| Problem requirements |
Copy each of the following lines word for word, leaving out the pictures.

| Material |
* Begin *

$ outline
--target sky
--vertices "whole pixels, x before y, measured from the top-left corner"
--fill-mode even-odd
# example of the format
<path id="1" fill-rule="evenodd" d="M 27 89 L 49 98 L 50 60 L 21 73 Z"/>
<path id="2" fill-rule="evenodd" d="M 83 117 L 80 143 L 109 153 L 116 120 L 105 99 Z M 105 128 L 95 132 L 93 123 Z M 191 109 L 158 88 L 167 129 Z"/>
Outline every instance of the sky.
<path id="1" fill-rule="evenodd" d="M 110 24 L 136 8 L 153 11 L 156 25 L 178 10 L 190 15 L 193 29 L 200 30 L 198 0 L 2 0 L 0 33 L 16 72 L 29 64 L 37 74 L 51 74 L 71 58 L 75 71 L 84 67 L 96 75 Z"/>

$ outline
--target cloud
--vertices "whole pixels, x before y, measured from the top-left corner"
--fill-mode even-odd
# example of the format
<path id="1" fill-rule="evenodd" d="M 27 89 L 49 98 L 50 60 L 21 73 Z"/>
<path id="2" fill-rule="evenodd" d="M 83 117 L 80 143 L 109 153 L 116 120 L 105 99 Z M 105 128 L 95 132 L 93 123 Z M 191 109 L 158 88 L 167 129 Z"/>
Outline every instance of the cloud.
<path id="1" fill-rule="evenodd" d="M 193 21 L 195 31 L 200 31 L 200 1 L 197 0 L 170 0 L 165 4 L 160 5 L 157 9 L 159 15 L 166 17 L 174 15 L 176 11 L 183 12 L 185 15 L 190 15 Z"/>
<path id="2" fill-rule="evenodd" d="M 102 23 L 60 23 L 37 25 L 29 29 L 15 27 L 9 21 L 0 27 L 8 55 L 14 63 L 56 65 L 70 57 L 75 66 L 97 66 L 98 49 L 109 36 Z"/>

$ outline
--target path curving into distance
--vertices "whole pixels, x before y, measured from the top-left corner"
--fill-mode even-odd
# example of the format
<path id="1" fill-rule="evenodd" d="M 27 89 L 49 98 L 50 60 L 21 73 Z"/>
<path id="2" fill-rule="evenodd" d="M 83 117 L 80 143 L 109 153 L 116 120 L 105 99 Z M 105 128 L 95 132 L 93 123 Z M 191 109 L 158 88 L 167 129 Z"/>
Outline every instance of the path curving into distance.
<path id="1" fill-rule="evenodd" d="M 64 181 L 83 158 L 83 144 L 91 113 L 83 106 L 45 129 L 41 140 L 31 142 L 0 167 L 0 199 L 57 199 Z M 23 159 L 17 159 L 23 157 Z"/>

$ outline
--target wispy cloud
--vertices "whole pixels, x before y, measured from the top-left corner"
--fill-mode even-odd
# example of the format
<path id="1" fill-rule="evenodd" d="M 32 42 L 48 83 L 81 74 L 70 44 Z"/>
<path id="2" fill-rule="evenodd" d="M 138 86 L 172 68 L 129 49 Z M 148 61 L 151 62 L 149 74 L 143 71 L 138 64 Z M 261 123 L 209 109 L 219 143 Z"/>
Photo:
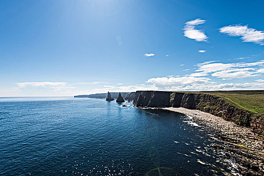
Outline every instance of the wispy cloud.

* End *

| Task response |
$ outline
--target sky
--vertices "whole pixels, x before y, measured from the top-left corner"
--fill-mode even-odd
# example of the format
<path id="1" fill-rule="evenodd" d="M 27 89 L 49 98 L 50 60 L 21 73 Z"/>
<path id="2" fill-rule="evenodd" d="M 83 117 L 80 143 L 109 153 L 116 120 L 105 99 Z M 105 128 L 95 132 L 93 123 Z M 191 109 L 158 88 L 167 129 Z"/>
Outline every instance of the sky.
<path id="1" fill-rule="evenodd" d="M 110 24 L 136 8 L 153 11 L 156 25 L 178 10 L 190 15 L 193 29 L 200 30 L 198 0 L 2 0 L 0 33 L 16 72 L 29 64 L 37 74 L 51 74 L 71 58 L 75 71 L 84 67 L 96 75 Z"/>

$ outline
--target cloud
--vertices "whole pixels, x before y, measured from the top-left corner"
--fill-mode even-odd
# example of the format
<path id="1" fill-rule="evenodd" d="M 27 89 L 49 98 L 50 60 L 21 73 Z"/>
<path id="2" fill-rule="evenodd" d="M 83 117 L 80 143 L 109 153 L 116 120 L 105 99 Z M 105 128 L 95 132 L 93 123 Z M 191 109 L 158 88 L 167 129 Z"/>
Outline every instance of the cloud.
<path id="1" fill-rule="evenodd" d="M 193 21 L 195 31 L 200 31 L 200 1 L 197 0 L 170 0 L 165 4 L 160 5 L 157 9 L 159 15 L 166 17 L 174 15 L 176 11 L 183 12 L 185 15 L 190 15 Z"/>
<path id="2" fill-rule="evenodd" d="M 102 23 L 60 23 L 37 25 L 29 29 L 15 27 L 9 21 L 0 27 L 8 55 L 14 63 L 56 65 L 70 57 L 75 66 L 97 66 L 98 49 L 109 36 Z"/>

$ outline
--target path curving into distance
--vertices "whole pixels, x before y, measured from the top-left corner"
--fill-mode even-odd
# example of the format
<path id="1" fill-rule="evenodd" d="M 27 89 L 49 98 L 50 60 L 21 73 Z"/>
<path id="2" fill-rule="evenodd" d="M 83 117 L 80 143 L 109 153 L 116 120 L 105 99 Z M 105 128 L 95 132 L 93 123 Z M 191 109 L 158 88 L 167 129 Z"/>
Outline every instance of the path curving into distance.
<path id="1" fill-rule="evenodd" d="M 64 181 L 83 158 L 83 144 L 91 113 L 83 106 L 45 129 L 41 140 L 31 142 L 0 167 L 0 199 L 57 199 Z M 23 159 L 17 159 L 23 157 Z"/>

$ outline
--target wispy cloud
--vertices "whole pixels, x before y, measured from the top-left corner"
--fill-mode even-odd
# example of the format
<path id="1" fill-rule="evenodd" d="M 32 42 L 48 83 L 81 74 L 70 44 Z"/>
<path id="2" fill-rule="evenodd" d="M 138 86 L 172 68 L 129 49 Z M 148 61 L 151 62 L 149 74 L 143 71 L 138 64 Z M 261 123 L 209 109 L 219 143 Z"/>
Photo:
Outline every instance of the wispy cloud.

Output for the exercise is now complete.